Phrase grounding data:
--------------------
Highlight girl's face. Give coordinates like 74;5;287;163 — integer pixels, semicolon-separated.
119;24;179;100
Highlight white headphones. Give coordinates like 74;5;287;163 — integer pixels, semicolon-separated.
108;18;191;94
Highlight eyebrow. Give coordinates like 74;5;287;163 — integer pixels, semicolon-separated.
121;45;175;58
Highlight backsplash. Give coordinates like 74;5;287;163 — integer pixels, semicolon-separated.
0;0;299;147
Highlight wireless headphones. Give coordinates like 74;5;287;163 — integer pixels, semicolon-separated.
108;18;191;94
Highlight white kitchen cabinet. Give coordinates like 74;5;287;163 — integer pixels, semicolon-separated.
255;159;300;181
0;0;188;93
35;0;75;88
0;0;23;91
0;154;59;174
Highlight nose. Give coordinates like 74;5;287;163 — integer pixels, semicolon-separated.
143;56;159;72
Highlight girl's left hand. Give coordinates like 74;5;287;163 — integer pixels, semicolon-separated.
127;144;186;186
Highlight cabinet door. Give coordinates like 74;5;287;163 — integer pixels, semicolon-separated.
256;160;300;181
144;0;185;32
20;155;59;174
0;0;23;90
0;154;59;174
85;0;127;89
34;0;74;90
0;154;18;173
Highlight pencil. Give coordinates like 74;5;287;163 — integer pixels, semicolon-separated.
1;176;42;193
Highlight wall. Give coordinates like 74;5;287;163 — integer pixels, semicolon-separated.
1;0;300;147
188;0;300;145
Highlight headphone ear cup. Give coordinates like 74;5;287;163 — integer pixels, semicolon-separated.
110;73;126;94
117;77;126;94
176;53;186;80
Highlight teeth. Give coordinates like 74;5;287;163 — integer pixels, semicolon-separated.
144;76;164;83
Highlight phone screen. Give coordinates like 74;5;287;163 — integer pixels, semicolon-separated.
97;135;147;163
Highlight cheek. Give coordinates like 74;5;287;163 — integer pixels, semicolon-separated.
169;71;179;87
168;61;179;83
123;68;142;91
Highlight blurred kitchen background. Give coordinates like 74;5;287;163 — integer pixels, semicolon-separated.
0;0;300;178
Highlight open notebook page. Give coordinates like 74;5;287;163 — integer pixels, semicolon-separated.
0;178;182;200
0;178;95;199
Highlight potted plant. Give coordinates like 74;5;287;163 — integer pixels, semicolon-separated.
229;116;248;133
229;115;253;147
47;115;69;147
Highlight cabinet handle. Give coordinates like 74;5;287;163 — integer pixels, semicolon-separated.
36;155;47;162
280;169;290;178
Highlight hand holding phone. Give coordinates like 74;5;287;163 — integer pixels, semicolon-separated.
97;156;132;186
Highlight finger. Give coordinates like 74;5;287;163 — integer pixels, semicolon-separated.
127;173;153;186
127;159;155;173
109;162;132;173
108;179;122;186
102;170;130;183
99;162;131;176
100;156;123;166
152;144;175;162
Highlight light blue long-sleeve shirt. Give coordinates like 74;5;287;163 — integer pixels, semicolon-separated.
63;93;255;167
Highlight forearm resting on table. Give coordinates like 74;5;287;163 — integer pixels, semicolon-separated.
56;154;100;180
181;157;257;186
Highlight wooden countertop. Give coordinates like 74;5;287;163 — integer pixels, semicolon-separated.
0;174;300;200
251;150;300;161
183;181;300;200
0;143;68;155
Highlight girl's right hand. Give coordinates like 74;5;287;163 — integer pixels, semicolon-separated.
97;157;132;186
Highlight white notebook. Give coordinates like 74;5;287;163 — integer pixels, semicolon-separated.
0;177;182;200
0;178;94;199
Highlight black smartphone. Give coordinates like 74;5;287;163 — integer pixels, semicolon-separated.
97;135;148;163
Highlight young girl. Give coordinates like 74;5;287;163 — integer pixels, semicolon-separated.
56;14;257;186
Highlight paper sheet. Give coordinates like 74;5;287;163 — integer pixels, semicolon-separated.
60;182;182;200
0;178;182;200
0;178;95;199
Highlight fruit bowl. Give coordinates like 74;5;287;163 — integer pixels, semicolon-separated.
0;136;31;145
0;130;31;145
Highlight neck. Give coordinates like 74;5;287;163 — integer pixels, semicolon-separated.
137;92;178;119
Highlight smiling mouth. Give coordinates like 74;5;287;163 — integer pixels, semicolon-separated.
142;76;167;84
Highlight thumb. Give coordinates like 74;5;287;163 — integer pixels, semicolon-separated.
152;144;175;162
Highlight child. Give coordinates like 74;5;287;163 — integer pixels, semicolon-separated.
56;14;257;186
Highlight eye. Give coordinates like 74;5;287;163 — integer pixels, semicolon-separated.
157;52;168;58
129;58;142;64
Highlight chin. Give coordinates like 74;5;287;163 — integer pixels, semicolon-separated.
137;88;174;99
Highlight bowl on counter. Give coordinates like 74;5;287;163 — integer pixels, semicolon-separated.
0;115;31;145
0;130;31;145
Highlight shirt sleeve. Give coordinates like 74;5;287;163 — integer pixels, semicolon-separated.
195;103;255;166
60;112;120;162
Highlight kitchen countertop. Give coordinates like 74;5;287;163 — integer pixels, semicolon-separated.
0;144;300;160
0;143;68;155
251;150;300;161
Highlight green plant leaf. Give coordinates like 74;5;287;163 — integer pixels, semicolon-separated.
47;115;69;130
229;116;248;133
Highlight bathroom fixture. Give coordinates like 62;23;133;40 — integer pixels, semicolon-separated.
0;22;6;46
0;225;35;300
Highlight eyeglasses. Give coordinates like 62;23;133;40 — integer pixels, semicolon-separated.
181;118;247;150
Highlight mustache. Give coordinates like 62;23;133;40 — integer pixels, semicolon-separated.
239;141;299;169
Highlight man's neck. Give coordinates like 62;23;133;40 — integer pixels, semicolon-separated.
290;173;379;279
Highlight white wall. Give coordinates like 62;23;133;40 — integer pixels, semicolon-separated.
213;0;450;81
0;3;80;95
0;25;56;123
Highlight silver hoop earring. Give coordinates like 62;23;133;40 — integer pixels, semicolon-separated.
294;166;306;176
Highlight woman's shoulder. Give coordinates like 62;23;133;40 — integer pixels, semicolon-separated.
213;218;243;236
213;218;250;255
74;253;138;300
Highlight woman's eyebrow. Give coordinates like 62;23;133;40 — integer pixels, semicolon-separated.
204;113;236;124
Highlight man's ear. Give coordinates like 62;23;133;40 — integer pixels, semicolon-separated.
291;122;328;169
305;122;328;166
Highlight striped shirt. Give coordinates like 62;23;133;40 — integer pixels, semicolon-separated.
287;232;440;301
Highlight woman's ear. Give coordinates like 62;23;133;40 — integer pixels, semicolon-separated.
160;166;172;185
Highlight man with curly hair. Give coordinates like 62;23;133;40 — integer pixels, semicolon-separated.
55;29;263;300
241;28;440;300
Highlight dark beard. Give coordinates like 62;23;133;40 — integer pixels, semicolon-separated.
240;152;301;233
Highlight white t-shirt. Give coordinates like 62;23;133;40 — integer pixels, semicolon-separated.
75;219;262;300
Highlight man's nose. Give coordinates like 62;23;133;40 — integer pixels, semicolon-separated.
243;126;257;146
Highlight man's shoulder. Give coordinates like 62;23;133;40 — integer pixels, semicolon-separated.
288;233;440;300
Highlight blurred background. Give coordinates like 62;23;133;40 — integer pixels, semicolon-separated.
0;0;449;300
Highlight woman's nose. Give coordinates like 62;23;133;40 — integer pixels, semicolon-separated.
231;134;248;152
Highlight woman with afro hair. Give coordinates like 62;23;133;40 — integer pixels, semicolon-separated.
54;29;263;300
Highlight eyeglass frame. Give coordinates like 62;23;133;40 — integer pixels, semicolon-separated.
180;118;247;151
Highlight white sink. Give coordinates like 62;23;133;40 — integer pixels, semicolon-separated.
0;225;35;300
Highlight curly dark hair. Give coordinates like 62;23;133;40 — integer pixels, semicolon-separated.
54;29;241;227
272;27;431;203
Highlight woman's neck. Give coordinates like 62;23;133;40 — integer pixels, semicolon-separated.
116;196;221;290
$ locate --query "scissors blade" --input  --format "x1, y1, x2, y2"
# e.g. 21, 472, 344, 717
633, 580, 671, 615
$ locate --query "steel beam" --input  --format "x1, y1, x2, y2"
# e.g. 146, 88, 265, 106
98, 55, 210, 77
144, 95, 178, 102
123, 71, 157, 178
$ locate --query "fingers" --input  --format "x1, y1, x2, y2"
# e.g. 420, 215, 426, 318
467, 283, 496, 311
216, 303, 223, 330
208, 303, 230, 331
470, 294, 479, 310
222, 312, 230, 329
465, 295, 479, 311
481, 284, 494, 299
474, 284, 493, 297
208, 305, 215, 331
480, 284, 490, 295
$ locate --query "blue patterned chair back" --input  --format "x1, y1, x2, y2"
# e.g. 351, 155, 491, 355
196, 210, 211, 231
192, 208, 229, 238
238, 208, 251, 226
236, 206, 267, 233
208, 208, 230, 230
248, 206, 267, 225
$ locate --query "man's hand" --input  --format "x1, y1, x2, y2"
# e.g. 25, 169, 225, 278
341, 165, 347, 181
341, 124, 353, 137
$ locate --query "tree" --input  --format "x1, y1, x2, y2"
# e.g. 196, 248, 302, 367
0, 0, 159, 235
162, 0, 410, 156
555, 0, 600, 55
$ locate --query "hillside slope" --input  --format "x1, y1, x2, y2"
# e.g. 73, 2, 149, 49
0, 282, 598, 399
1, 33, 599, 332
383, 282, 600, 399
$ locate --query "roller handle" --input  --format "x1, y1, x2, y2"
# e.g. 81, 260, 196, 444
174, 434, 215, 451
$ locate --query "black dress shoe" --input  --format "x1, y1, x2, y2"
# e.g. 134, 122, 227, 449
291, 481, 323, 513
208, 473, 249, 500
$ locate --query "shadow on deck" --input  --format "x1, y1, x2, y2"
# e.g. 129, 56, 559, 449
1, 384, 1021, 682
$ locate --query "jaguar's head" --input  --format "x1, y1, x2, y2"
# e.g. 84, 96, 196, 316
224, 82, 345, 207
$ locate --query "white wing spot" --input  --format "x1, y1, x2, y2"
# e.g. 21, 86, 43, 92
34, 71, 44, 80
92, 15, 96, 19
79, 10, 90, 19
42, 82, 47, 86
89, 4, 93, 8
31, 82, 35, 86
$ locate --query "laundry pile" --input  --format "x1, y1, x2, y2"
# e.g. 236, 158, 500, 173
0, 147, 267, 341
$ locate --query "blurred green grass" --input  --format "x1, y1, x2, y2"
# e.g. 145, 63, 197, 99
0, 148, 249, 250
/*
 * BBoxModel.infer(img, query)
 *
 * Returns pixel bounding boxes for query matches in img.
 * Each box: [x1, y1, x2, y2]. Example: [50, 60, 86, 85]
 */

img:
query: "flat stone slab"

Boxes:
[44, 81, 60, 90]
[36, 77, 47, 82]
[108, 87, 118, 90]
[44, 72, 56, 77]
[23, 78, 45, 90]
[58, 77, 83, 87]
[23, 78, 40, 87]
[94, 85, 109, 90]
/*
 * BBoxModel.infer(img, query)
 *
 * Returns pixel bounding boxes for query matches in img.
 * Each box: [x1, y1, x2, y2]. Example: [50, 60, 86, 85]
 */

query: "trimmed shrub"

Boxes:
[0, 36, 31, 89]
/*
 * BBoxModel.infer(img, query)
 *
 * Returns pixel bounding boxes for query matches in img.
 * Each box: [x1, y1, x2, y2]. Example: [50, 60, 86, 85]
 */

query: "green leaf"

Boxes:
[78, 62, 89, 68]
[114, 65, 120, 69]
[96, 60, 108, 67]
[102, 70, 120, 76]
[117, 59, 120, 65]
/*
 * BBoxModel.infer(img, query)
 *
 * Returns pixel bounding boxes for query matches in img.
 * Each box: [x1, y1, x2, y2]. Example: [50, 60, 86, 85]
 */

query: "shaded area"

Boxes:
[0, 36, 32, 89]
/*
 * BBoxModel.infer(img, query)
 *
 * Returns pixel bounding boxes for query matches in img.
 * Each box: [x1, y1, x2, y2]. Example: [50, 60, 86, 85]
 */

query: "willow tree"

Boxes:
--------------------
### WHAT TO WORK ON
Which lines in the entries above contain "tree"? Pull each of them out.

### RESPONSE BOX
$ locate --query "tree" --input  --format "x1, y1, x2, y2"
query: "willow tree"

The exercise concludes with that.